Kutipan:
Sabtu, 26 Mei 2012

Character Building dan Pendidikan Kita


“Character Building” dan Pendidikan Kita
March 4, 2007 at 2:48 am (Pendidikan Nasional)
Oleh Mochtar Buchori
Pendidik
http://www.kompas.co.id/kompas-cetak/0607/26/opini/2836169.htm
===============================

Ungkapan character building kini sudah klise kosong, nyaris tidak
bermakna. Diucapkan para politisi, birokrat pendidikan, pemimpin
organisasi pendidikan, ungkapan ini tidak meninggalkan bekas apa-apa.

Ketika ungkapan ini diucapkan oleh Bung Karno dulu, oleh Mohamad Said
dari Taman Siswa, oleh St Takdir, oleh Soedjatmoko, ungkapan ini
meninggalkan bekas yang mendalam di hati saya. Ungkapan ini
menghidupkan harapan besar dalam hati saya.

Kini, kalau saya mendengar orang mengucapkan kata-kata ini, ia
berlalu begitu saja, tidak mampir di otak atau hati saya. Apakah
character building atau pembinaan watak kini sudah bukan masalah lagi
di Indonesia?



Ketika Bung Karno mengucapkan kata-kata ini, rasanya diucapkan dalam
konteks politik. Jadi yang dimaksud ialah watak bangsa harus
dibangun. Tetapi ketika kata-kata ini diungkapkan oleh para pendidik,
dari Ki Hajar Dewantara hingga Mohammad Said, konteksnya adalah
pedagogik. Yang dimaksudkan ialah pendidikan watak untuk para siswa,
satu demi satu. Bagaimana cara mendidik anak di sekolah agar selain
menjadi pintar juga menjadi manusia berwatak?

Daftar Tugas:
1. Dari kutipan, sebutkan semua tokoh yang disebut mengucapkan ungkapan itu pada paragraf yang dimulai dengan "Ketika ungkapan ini diucapkan oleh Bung Karno dulu".
2. Ringkaslah paragraf kutipan yang diawali "Ketika Bung Karno mengucapkan kata-kata ini" tanpa menghilangkan fakta utamanya.
3. Lanjutkan kutipan tentang pembinaan watak dalam pendidikan itu dari kalimat terakhirnya.

Data Terekstraksi:

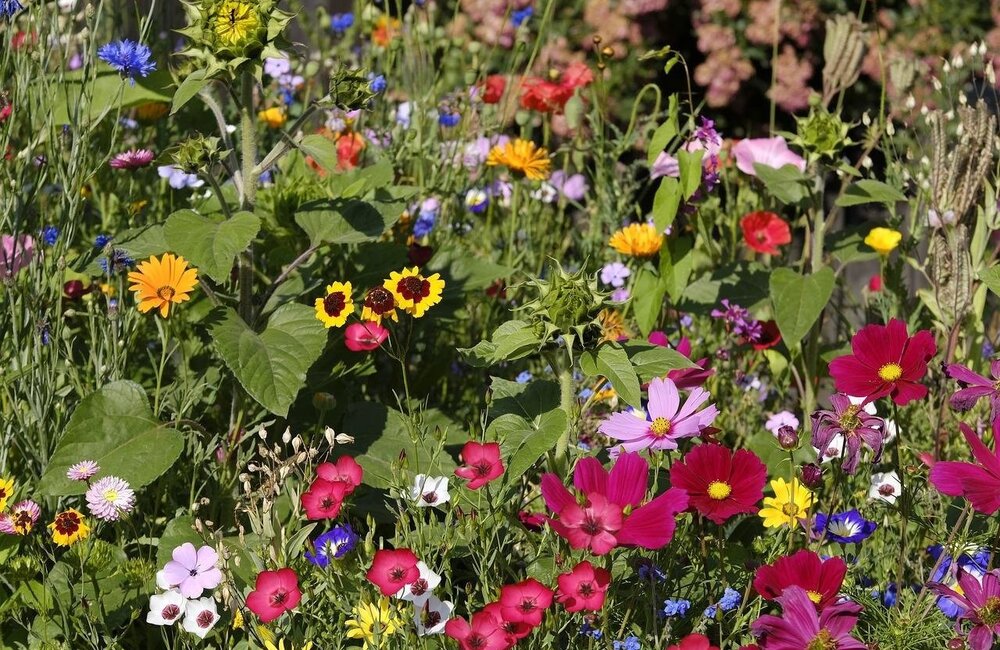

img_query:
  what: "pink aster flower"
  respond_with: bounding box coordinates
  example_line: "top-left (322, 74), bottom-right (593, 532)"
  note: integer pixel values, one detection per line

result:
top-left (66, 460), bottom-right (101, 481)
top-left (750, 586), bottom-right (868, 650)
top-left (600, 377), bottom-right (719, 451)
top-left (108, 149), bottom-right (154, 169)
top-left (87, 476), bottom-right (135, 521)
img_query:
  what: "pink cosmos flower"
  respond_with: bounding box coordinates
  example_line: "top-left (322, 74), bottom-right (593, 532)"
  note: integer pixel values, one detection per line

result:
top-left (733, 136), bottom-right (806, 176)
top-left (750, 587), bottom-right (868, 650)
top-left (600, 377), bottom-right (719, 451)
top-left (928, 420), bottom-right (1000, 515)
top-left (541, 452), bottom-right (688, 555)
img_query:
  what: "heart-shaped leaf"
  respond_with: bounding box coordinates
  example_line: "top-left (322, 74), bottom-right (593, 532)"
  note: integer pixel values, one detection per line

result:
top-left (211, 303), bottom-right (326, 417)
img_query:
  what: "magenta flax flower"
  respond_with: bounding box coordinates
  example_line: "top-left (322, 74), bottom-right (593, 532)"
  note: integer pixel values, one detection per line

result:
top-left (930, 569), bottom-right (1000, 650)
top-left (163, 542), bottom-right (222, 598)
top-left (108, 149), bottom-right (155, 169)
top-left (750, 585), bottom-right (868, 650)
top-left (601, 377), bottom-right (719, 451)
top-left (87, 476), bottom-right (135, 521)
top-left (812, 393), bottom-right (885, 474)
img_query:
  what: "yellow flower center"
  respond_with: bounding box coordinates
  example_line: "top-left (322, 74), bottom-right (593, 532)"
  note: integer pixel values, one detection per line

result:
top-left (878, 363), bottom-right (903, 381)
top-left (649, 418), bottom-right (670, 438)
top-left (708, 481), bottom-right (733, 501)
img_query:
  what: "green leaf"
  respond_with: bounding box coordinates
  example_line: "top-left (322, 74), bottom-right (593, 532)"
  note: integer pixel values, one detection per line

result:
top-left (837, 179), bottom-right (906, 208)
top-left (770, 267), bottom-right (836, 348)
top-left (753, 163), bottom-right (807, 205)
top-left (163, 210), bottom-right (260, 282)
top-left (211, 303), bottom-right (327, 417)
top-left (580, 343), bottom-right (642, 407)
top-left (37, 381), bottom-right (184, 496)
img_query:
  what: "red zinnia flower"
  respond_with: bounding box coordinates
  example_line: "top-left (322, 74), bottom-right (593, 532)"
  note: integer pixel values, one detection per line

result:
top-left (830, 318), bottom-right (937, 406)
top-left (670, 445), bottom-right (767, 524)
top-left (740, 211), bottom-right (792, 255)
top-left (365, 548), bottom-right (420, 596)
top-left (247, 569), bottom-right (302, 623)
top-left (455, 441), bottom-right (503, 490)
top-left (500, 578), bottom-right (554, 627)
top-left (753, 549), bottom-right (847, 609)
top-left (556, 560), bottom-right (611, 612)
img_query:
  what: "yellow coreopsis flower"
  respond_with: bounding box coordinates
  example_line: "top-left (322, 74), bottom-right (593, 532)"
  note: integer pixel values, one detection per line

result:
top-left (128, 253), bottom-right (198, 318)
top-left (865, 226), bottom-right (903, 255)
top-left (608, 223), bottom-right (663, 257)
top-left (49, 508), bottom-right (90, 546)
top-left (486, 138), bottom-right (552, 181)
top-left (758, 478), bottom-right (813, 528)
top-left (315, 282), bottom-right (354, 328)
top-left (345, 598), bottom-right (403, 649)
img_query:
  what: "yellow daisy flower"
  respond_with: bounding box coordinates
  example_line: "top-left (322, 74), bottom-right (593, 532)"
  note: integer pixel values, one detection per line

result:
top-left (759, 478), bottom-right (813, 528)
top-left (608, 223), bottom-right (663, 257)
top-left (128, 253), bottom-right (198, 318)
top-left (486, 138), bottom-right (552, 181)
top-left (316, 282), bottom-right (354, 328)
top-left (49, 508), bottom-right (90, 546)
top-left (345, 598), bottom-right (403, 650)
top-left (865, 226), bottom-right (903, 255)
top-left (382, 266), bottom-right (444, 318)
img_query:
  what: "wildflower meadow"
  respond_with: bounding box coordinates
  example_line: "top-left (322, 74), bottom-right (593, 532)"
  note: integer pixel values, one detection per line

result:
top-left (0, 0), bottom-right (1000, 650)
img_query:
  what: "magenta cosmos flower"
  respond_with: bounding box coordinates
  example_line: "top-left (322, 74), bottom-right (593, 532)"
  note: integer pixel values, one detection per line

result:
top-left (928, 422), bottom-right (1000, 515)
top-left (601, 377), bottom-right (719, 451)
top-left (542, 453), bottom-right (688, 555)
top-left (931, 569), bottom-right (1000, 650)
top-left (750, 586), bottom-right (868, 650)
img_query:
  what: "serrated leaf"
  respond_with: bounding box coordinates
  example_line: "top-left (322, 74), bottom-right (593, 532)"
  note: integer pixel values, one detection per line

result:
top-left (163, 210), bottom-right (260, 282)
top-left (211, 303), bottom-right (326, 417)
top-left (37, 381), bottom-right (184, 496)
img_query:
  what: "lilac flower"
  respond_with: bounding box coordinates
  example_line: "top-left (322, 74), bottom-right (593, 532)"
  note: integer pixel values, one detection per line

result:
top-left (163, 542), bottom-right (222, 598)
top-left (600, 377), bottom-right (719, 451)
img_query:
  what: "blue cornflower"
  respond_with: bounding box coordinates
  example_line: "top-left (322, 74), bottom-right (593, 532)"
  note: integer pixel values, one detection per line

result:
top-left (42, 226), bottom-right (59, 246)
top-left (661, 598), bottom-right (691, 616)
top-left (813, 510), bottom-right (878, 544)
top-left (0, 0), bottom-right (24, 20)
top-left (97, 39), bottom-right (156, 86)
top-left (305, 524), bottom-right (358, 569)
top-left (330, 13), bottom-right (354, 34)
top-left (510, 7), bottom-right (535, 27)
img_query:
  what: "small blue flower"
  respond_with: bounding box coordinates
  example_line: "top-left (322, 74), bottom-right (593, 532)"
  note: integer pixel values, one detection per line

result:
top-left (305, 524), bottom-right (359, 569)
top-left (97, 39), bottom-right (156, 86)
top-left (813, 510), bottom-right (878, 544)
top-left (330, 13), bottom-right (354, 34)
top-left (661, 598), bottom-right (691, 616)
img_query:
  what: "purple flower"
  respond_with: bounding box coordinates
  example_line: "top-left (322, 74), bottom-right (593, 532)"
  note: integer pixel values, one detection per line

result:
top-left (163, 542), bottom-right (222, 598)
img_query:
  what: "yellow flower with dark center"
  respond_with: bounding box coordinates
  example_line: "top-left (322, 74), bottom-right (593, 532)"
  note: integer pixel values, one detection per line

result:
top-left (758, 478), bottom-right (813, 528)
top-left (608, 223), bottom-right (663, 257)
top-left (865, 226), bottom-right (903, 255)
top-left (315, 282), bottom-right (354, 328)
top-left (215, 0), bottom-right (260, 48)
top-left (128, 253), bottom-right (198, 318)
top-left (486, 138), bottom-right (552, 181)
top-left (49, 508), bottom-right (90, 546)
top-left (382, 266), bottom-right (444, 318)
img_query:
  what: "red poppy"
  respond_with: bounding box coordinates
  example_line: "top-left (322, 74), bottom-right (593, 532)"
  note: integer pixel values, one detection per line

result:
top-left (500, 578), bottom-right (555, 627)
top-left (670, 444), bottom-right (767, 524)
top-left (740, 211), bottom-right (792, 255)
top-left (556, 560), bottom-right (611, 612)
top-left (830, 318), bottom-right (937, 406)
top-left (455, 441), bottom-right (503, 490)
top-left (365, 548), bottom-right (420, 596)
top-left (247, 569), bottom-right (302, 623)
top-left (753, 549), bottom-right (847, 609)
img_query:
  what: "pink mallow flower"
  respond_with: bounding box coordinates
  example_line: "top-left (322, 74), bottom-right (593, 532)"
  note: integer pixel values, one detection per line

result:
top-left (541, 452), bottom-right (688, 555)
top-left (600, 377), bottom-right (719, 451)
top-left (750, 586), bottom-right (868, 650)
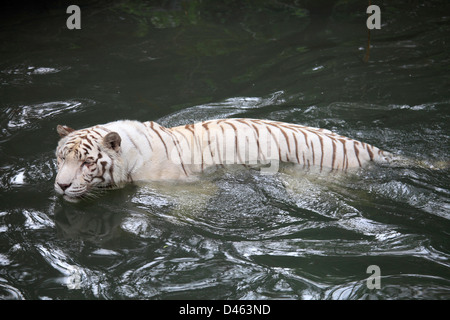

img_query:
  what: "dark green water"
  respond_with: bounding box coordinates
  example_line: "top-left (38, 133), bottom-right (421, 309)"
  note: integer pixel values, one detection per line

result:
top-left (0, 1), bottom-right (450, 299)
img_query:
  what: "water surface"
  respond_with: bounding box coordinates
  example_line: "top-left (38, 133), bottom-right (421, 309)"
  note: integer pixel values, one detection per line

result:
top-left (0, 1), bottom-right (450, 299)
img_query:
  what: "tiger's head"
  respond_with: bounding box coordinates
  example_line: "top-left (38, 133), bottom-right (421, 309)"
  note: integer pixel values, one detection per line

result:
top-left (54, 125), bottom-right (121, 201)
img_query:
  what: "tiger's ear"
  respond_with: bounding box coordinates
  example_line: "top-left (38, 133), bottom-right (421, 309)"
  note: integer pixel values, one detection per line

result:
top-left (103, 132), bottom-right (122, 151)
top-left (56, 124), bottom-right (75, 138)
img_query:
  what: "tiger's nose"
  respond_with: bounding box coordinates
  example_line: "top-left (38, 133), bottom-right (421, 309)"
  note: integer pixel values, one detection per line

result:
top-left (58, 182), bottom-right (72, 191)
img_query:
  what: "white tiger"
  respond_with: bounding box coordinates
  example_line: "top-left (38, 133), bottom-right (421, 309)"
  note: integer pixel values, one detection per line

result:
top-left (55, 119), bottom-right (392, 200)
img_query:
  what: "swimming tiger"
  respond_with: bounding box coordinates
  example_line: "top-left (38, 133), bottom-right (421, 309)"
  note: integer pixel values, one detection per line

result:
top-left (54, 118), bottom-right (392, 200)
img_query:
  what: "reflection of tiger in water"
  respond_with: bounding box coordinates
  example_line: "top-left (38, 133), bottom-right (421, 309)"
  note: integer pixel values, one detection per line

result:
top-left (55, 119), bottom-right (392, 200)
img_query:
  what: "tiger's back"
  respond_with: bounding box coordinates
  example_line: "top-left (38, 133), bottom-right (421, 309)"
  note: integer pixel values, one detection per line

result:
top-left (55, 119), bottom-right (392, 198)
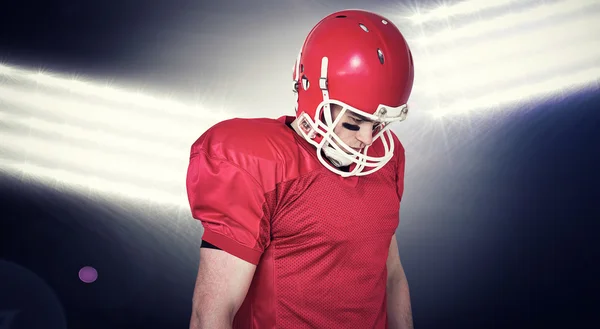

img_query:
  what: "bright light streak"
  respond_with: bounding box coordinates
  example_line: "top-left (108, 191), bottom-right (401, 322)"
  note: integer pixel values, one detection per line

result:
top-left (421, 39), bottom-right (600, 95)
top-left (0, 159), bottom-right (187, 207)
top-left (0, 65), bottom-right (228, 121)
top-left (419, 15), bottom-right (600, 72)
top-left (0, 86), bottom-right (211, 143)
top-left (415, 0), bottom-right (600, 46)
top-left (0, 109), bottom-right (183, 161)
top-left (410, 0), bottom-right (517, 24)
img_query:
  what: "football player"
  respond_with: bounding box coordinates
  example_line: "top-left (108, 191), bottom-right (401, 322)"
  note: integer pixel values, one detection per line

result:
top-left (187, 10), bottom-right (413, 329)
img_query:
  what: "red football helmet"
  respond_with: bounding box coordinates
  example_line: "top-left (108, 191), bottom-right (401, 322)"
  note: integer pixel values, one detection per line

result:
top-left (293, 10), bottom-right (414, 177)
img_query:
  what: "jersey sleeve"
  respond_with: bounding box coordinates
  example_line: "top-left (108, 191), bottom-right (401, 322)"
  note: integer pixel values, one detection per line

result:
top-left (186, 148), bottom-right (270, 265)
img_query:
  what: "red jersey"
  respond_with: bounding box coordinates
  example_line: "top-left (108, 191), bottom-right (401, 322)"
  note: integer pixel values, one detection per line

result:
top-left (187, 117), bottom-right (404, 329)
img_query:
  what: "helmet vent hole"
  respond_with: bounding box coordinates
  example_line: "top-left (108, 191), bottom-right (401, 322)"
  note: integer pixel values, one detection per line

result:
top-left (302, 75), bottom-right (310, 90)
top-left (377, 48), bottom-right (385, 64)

Hasil Tugas:
1. Bung Karno, Mohamad Said, St Takdir, Soedjatmoko

2. Bung Karno memakai ungkapan ini dalam konteks politik, yaitu bahwa watak bangsa harus dibangun. Para pendidik, dari Ki Hajar Dewantara hingga Mohammad Said, memakainya dalam konteks pedagogik, yaitu pendidikan watak untuk setiap siswa. Persoalannya adalah bagaimana mendidik anak di sekolah agar pintar sekaligus berwatak.

3.
Pendidikan watak

Jika diuraikan seperti ini, masalah character building masih
merupakan suatu isu besar, bahkan amat besar. Semua kebobrokan yang
kita rasakan kini lahir dari tidak adanya watak yang cukup kokoh pada
diri kita bersama. Watak bangsa rapuh dan watak manusia Indonesia
mudah goyah. Saya kira jumlah orang yang jujur masih cukup banyak di
Indonesia, tetapi mereka tidak berdaya menghadapi kelompok kecil
manusia Indonesia yang korup, yang mempunyai kekuasaan atau
membonceng pada kekuasaan.

Jadi apa yang salah dengan pendidikan watak kita? Banyak
sekali! “Pendidikan watak” diformulasikan menjadi pelajaran agama,
pelajaran kewarganegaraan, atau pelajaran budi pekerti, yang program
utamanya ialah pengenalan nilai-nilai secara kognitif semata. Paling-
paling mendalam sedikit sampai ke penghayatan nilai secara afektif.

Padahal, pendidikan watak seharusnya membawa anak ke pengenalan nilai
secara kognitif, penghayatan nilai secara afektif, akhirnya ke
pengamalan nilai secara nyata. Dari gnosis sampai ke praksis, istilah
pedagogiknya.

Untuk sampai ke praksis, ada satu peristiwa batin yang amat penting
yang harus terjadi dalam diri anak, yaitu munculnya keinginan yang
sangat kuat (tekad) untuk mengamalkan nilai. Peristiwa ini disebut
conatio. Dan langkah untuk membimbing anak membulatkan tekad ini
disebut langkah konatif.

Jadi dalam pendidikan watak, urut-urutan langkah yang harus terjadi
ialah langkah pengenalan nilai secara kognitif, langkah memahami dan
menghayati nilai secara afektif, dan langkah pembentukan tekad secara
konatif. Ini trilogi klasik pendidikan. Oleh Ki Hajar diterjemahkan
dengan kata-kata cipta, rasa, karsa.

Berdasar analisis ini pendidikan watak pada dasarnya adalah
membimbing anak untuk secara sukarela mengikatkan diri pada nilai.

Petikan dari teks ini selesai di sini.